Problem to work on:
Your answer must be an exact copy of the records below.

Dataset entries:
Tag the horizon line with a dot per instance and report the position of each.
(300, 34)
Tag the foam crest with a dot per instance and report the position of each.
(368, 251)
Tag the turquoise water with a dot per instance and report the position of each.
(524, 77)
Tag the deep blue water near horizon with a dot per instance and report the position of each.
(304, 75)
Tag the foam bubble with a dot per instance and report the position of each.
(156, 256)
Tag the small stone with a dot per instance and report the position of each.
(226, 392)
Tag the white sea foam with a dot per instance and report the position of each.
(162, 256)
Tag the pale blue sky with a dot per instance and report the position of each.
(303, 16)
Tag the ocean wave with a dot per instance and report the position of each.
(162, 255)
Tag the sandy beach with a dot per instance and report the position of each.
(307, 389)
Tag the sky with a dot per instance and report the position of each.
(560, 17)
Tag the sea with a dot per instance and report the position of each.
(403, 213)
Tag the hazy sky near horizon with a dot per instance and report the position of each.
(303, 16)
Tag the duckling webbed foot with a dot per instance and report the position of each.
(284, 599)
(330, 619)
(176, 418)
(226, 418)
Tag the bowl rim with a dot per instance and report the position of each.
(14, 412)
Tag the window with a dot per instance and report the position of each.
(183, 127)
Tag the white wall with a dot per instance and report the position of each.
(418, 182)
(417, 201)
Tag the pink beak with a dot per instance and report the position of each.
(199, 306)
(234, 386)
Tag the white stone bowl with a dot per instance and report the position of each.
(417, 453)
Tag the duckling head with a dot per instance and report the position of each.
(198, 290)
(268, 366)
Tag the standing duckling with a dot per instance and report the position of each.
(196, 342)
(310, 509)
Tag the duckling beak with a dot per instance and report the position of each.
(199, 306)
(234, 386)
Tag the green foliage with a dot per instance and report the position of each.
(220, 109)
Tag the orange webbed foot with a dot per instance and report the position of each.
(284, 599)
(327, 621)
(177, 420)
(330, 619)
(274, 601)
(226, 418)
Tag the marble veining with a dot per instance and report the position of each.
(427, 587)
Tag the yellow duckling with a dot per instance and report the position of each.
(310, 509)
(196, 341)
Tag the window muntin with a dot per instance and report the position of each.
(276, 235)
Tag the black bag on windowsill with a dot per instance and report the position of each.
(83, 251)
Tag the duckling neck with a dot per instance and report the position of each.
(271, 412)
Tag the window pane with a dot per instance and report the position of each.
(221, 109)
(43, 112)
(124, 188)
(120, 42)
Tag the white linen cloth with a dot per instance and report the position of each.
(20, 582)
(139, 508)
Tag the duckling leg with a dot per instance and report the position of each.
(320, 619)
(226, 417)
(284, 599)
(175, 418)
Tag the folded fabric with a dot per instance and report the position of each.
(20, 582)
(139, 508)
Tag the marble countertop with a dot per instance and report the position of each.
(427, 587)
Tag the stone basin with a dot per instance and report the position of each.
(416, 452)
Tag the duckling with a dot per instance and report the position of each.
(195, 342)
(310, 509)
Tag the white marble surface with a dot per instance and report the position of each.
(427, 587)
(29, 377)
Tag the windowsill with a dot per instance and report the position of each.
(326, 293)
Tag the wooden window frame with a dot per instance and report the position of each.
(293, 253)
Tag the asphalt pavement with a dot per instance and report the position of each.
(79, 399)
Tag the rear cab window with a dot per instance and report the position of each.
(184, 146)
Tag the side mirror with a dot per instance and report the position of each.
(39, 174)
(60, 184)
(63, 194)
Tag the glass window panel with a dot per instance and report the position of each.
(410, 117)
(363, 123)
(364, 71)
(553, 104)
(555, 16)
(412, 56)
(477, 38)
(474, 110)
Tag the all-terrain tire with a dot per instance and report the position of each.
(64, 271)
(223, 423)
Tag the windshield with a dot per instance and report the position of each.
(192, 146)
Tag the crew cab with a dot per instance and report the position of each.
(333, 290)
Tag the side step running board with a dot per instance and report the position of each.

Response to the exercise:
Tag the horizon line with a dot per instance and report the position of each.
(300, 34)
Tag the foam crest with a dot per instance and report the position of each.
(368, 251)
Tag the turquoise water with a dot per instance and report the position of each.
(524, 77)
Tag the deep blue water near horizon with a dot per instance and report the position of each.
(304, 75)
Tag the foam bubble with a dot per instance and report the position of each.
(156, 256)
Tag the small stone with a dot per instance and report the position of each.
(226, 392)
Tag the white sea foam with a dot per instance and report the position of each.
(162, 256)
Tag the pale blue sky with a dot per instance and report the position of each.
(303, 16)
Tag the ocean wave with a dot per instance and report the position of each.
(162, 255)
Tag the sandy beach with a dot per instance and report the position of each.
(307, 389)
Tag the sky with a dot per instance and report the position of each.
(560, 17)
Tag the sea with a dot per instance and report the position of each.
(403, 213)
Tag the hazy sky near horizon with a dot per instance and report the position of each.
(303, 16)
Tag the duckling webbed foot with a dot per instance and report the position of each.
(284, 599)
(330, 619)
(176, 418)
(226, 418)
Tag the bowl rim with a dot per instance and report the position of each.
(14, 412)
Tag the window with a dot per instance and report the position of each.
(183, 127)
Tag the white wall with a dot per instance and report the position of each.
(418, 182)
(417, 201)
Tag the pink beak with a dot per instance and report the position of each.
(199, 306)
(234, 386)
Tag the white stone bowl with a dot per instance and report the position of each.
(417, 453)
Tag the duckling head with a dot per instance and report the position of each.
(198, 290)
(268, 366)
Tag the standing duckling with a dot per instance and report the position of each.
(196, 342)
(310, 509)
Tag the duckling beak with a dot per instance and report the position of each.
(199, 306)
(234, 386)
Tag the green foliage with a dot per instance and report the position of each.
(220, 109)
Tag the orange webbed foot with a dot per instance and report the position of each.
(284, 599)
(327, 621)
(177, 420)
(330, 619)
(274, 601)
(226, 418)
Tag the marble veining with a dot per instance and report the position of each.
(427, 587)
Tag the yellow duckling with a dot per instance and report the position of each.
(310, 509)
(196, 341)
Tag the window muntin with a dot per instance and report the position of each.
(276, 235)
Tag the black bag on windowsill with a dot per instance and report the position of each.
(83, 251)
Tag the duckling neck with a dot per instance and report the position of each.
(271, 412)
Tag the window pane with a dot per instance and report the position of each.
(221, 109)
(43, 112)
(124, 188)
(120, 42)
Tag the white linen cloth with a dot per instance and report the position of each.
(20, 582)
(139, 508)
Tag the duckling leg with a dot per instance and report the position of each.
(320, 619)
(226, 417)
(284, 599)
(175, 418)
Tag the folded fabric with a dot per instance and report the position of each.
(20, 582)
(139, 508)
Tag the marble countertop with a dot per instance and report the position of each.
(427, 587)
Tag the stone basin with a dot per instance and report the position of each.
(416, 452)
Tag the duckling with a dot per instance and report the position of each.
(195, 342)
(310, 509)
Tag the white marble surface with a dot per instance and report the position of each.
(427, 587)
(29, 377)
Tag the windowsill with a dot per instance and report the position of each.
(326, 293)
Tag the wooden window frame with a dot per instance and report the position of each.
(293, 253)
Tag the asphalt pavement with a dot per instance and report the position of each.
(79, 399)
Tag the rear cab window with a dot per instance and report the position of each.
(184, 146)
Tag the side mirror with a dot per instance and report the position of each.
(39, 174)
(60, 184)
(63, 194)
Tag the glass window panel with a dot per instance and report the position of each.
(410, 117)
(363, 123)
(364, 71)
(553, 104)
(555, 16)
(412, 56)
(477, 38)
(474, 110)
Tag the all-terrain tire with a dot per instance and report the position of each.
(64, 271)
(223, 423)
Tag the windshield with a dot per instance and report the position of each.
(192, 146)
Tag the crew cab with a dot per instance and report the position of each.
(333, 290)
Tag the side step running board with a dot per instance and report the position of each.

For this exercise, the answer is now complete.